┌─ Page excerpt

Now, since the first method is synchronous, like your usage of a global variable. You can use a message queue with 1 member, instead of your global variable. Now,
- Caller can either poll the message queue for the status
- Caller can block wait on the message queue for status
What I can think of,
But if I am the caller, I would like to know the progress status, if the time taken is very ... very long. So better to give some kind of percentage completion or something to enable the end user to develop much better application with progress bar and all.
You should keep a thread-safe list (or queue) of error events and warnings. The worker thread can post events to the list, then the main thread can read events from the list, one at a time, or in a batch to prevent race conditions. Ideally, the main thread should fetch a copy of the event queue and flush it so there is no change of duplicating events in the case of multiple main or worker threads. Events on the list would have a type and details.
If you're providing a library and try to hide expensive work via a thread I'd suggest to not do it that way. If something is expensive it should be visible to the caller and if it bugs him, he should take care of backgrounding/threading himself. That way he also has full control over the error.
It also takes the control over his process away from the developer who uses your library.
If you still want to use threads I'd suggest to really follow the callback-route but make it clearly visible in the API and documentation that there will be a background thread running on this task and therefore the callback is necessary.
Best way would be if you offered both ways, synchronous and asynchronous, to the users of the library so they can choose what fits best for them in their specific situation.
Thanks for all the good answers. You provided me with a lot of material to think about.

└─
┌─ Raw data

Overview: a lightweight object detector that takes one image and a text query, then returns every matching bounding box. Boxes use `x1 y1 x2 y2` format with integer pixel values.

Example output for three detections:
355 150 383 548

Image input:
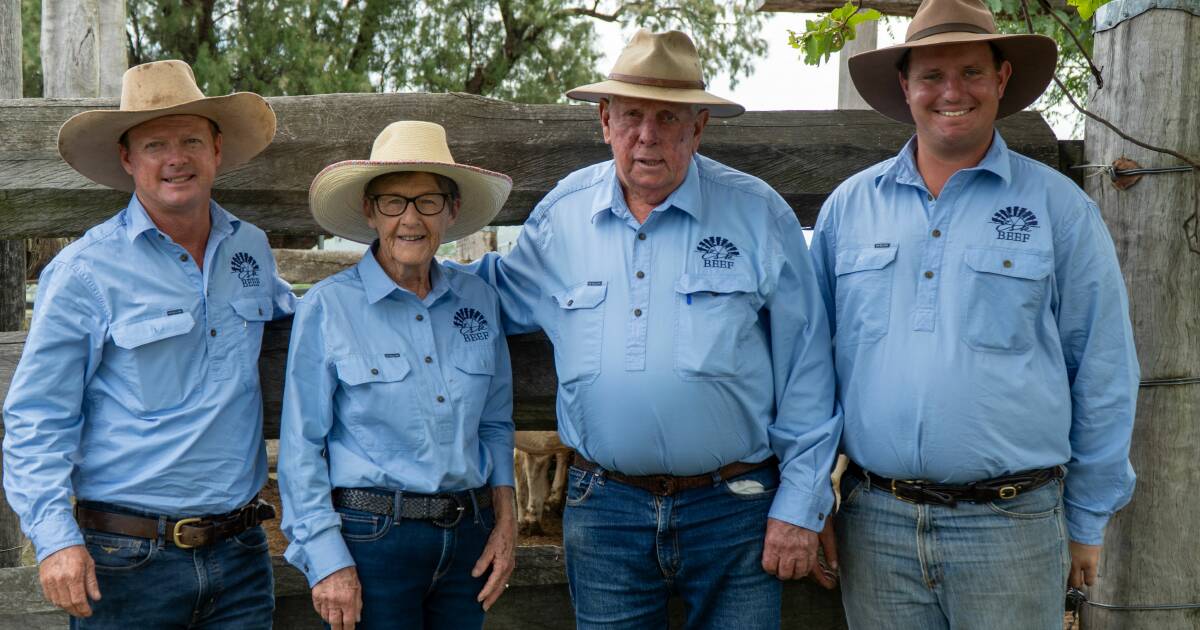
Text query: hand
762 518 817 580
37 545 100 617
470 486 517 611
312 566 362 630
1067 540 1100 588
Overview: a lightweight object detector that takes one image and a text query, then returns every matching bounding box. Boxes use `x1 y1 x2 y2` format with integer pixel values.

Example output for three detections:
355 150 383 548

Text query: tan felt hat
848 0 1058 125
59 60 275 192
308 120 512 242
566 29 746 118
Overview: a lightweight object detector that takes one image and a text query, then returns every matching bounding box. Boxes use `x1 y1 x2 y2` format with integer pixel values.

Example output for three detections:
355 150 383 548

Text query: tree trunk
1084 0 1200 630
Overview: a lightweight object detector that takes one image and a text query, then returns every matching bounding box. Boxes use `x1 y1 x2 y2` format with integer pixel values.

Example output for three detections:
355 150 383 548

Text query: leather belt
846 462 1063 508
334 486 492 529
571 452 779 497
74 498 275 550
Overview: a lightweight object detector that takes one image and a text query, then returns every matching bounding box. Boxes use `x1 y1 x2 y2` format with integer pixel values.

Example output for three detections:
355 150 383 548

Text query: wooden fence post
1084 0 1200 630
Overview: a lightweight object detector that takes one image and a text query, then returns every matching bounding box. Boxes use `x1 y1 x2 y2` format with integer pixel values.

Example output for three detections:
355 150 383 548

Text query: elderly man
812 0 1139 630
4 61 294 629
463 31 840 629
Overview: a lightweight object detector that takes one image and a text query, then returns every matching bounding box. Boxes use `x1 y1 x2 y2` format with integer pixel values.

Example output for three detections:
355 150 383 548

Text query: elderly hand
312 566 362 630
762 518 817 580
470 486 517 611
37 545 100 617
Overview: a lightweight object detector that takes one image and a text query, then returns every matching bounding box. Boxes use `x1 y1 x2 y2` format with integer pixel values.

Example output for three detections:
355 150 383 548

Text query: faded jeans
563 467 782 630
835 475 1070 630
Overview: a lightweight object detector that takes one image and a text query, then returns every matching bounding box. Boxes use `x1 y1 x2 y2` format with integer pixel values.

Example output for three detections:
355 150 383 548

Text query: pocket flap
334 354 412 385
834 242 899 276
676 274 758 293
964 247 1054 280
229 298 271 322
554 280 608 310
109 311 196 350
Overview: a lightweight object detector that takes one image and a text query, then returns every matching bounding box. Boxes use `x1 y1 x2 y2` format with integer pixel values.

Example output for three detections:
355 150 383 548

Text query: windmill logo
229 252 259 288
696 236 742 269
454 307 487 341
991 205 1039 242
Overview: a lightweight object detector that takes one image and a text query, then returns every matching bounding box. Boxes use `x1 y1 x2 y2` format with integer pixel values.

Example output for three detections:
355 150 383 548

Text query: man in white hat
812 0 1139 630
4 61 294 628
463 31 841 629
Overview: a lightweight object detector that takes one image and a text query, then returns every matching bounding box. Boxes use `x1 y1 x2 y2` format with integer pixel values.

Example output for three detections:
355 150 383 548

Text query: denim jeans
563 467 782 630
71 503 275 630
835 475 1070 630
336 499 496 630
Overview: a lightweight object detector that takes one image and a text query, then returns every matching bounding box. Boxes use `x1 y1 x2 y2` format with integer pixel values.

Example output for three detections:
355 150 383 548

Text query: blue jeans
835 475 1070 630
563 467 782 630
336 499 496 630
71 503 275 630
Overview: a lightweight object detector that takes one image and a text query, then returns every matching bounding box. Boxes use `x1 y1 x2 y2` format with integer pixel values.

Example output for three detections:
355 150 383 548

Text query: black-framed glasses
367 192 450 216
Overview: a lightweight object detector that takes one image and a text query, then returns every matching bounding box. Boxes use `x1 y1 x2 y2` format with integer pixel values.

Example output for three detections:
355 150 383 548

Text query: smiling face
900 42 1013 160
362 173 460 282
119 115 221 216
600 96 708 208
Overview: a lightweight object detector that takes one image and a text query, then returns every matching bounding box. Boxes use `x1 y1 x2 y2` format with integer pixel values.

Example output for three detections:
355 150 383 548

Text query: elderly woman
278 121 516 629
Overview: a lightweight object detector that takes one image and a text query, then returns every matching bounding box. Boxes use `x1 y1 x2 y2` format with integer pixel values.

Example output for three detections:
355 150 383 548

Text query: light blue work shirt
812 133 1139 545
4 196 295 562
278 247 514 586
463 155 841 530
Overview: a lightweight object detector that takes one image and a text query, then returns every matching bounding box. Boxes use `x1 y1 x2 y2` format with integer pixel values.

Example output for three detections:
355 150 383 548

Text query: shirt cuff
767 484 833 533
284 527 354 588
29 512 84 563
1066 503 1111 545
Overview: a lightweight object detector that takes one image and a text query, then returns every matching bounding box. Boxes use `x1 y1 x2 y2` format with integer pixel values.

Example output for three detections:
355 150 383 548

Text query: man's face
900 42 1013 155
120 115 221 214
600 96 708 204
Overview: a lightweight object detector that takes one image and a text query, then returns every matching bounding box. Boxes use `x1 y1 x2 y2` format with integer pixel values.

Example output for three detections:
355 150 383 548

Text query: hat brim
59 92 276 192
308 160 512 244
566 80 746 118
847 31 1058 125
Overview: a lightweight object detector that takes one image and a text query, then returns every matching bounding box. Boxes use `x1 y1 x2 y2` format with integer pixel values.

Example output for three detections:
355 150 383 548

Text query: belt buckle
432 494 467 529
170 516 203 550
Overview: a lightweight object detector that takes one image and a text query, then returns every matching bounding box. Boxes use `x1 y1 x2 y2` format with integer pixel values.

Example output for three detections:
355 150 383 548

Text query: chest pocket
674 274 760 380
334 354 426 458
961 247 1054 353
109 307 203 413
553 281 608 385
834 244 899 346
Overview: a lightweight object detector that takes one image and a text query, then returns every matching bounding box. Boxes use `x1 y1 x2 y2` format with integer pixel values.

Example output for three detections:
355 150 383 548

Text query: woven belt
74 498 275 550
846 462 1063 508
334 486 492 528
571 452 779 497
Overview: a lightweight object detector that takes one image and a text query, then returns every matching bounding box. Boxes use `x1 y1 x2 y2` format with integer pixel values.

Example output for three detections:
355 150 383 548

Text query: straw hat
566 29 746 118
848 0 1058 125
59 60 275 192
308 120 512 242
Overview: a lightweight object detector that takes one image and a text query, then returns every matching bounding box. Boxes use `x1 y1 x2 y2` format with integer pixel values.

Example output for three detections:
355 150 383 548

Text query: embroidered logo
991 205 1038 242
229 252 258 288
696 236 742 269
454 307 487 341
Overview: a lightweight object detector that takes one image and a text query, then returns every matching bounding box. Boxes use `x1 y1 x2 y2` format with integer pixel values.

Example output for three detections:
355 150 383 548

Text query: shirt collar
592 155 703 222
358 239 457 305
875 130 1013 187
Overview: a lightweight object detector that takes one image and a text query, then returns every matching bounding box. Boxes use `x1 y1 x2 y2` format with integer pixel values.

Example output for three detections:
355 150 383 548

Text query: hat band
608 72 704 90
905 22 995 43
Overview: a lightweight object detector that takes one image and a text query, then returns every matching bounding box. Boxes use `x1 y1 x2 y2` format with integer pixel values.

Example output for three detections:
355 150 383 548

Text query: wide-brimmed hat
848 0 1058 124
566 29 746 118
59 60 275 192
308 120 512 242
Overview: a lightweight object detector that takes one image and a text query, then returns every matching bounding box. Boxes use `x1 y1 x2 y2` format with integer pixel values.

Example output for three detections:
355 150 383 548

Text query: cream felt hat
566 29 746 118
308 120 512 242
847 0 1058 125
59 60 275 192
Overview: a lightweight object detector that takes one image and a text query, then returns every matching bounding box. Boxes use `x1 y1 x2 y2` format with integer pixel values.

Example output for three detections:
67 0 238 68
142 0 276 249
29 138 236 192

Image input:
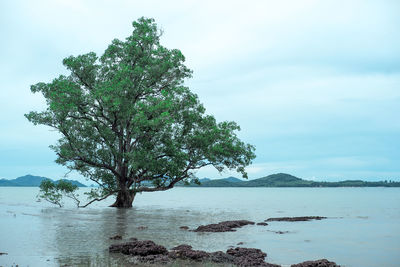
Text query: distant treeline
180 173 400 187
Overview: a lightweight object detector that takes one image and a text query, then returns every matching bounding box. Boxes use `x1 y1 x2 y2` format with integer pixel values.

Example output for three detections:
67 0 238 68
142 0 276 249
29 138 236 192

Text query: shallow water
0 187 400 267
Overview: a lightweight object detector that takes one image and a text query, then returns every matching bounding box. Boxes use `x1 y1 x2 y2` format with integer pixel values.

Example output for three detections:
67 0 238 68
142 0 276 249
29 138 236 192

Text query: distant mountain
182 173 400 187
0 174 86 187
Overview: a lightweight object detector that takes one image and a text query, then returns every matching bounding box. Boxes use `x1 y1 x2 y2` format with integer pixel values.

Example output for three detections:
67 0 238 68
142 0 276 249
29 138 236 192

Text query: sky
0 0 400 181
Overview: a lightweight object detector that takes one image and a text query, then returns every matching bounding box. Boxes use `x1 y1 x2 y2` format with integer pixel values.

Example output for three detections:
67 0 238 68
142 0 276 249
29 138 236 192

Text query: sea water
0 187 400 267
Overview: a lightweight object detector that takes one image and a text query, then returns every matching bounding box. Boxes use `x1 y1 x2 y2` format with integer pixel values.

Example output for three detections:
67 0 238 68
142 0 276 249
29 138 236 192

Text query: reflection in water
48 208 244 266
0 188 400 267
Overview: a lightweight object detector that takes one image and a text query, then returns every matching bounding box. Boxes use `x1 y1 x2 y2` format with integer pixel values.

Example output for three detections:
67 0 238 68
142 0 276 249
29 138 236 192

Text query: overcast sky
0 0 400 181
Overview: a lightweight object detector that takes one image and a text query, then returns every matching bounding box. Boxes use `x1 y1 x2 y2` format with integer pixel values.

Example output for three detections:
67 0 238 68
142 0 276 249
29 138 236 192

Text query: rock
226 247 279 267
110 235 122 240
193 220 255 232
169 244 210 261
265 216 327 222
210 251 235 264
290 259 340 267
108 240 168 256
109 238 279 267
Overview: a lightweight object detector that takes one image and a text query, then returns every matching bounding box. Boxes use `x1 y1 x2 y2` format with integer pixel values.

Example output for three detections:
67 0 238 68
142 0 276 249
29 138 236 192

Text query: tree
25 18 255 207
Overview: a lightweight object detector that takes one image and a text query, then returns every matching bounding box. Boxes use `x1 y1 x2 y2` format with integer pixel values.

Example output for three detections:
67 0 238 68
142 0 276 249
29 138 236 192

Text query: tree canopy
25 18 255 207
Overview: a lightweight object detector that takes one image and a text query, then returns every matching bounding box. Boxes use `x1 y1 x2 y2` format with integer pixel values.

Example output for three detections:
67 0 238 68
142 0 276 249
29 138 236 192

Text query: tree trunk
110 190 135 208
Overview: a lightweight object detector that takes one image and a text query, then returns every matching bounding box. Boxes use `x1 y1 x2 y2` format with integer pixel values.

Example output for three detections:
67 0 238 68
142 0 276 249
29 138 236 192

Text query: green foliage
38 180 79 207
25 18 255 208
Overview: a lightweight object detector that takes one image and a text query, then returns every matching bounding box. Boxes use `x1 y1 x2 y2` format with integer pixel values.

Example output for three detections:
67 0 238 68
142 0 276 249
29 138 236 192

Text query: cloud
0 0 400 182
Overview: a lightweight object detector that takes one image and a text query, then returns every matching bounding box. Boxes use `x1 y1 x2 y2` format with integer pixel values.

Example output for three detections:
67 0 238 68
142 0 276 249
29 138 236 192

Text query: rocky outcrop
109 238 340 267
193 220 255 232
109 238 279 267
290 259 340 267
108 238 168 256
265 216 327 222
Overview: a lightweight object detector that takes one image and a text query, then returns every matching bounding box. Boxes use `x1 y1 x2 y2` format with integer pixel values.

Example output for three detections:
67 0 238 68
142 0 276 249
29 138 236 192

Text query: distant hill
182 173 400 187
0 174 86 187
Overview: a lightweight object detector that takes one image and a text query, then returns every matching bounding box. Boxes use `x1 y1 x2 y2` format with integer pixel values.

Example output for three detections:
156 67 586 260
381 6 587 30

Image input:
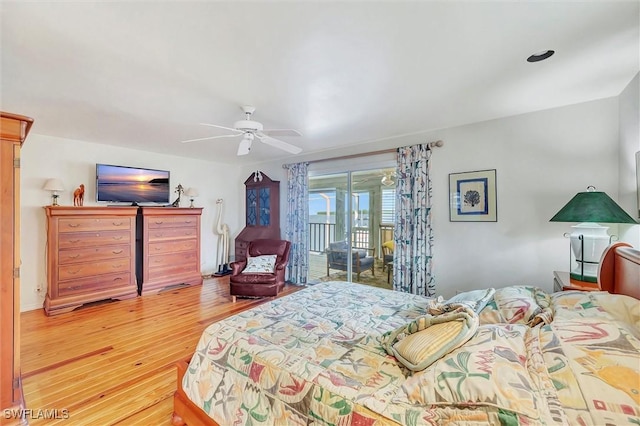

└─

▶ [Instruction A]: According to the discussion of error handling in threaded libraries, why should a library not hide expensive work inside a background thread? Answer in one to three sentences.
▶ [Instruction B]: Continue the discussion of error handling in threaded libraries from its last line.

▶ [Expected output A]: Expensive work should be visible to the caller, who can then handle backgrounding or threading himself and so keep full control over any error. Hiding it in a thread also takes control over his own process away from the developer who uses the library.

▶ [Expected output B]:
Some of you suggested callbacks. Initially, i thought a callback is a good idea. But it just moves the problem to the user. If a user gets an asynchronous error notification, how will he deal with it? he will have to interrupt and/or notify his synchronous program flow, and that's usually tricky and often breaks a design.
The solution i'm doing now: if the background thread generates an error, the next API call will return an error BACKGROUND_ERROR_PENDING. With a separate API function (get_background_error()) the user can look at this error code, if he's interested in it.
Also, i added documentation so users don't be too surprised if this error is returned.
You might take a look at java's Future API for an alternate mechanism for dealing with asynchronous calls and errors. You could easily substitute the checked exceptions with some isError() or getError() methods if you preferred.
I agree with Sean. An message queue with an event loop.
If there is an error the background thread can insert into the queue. The event loop will block until a new message becomes available.
I have used Apache Portable runtime time with great success with this design in building telecomms servers with a high transaction rate. It has never failed.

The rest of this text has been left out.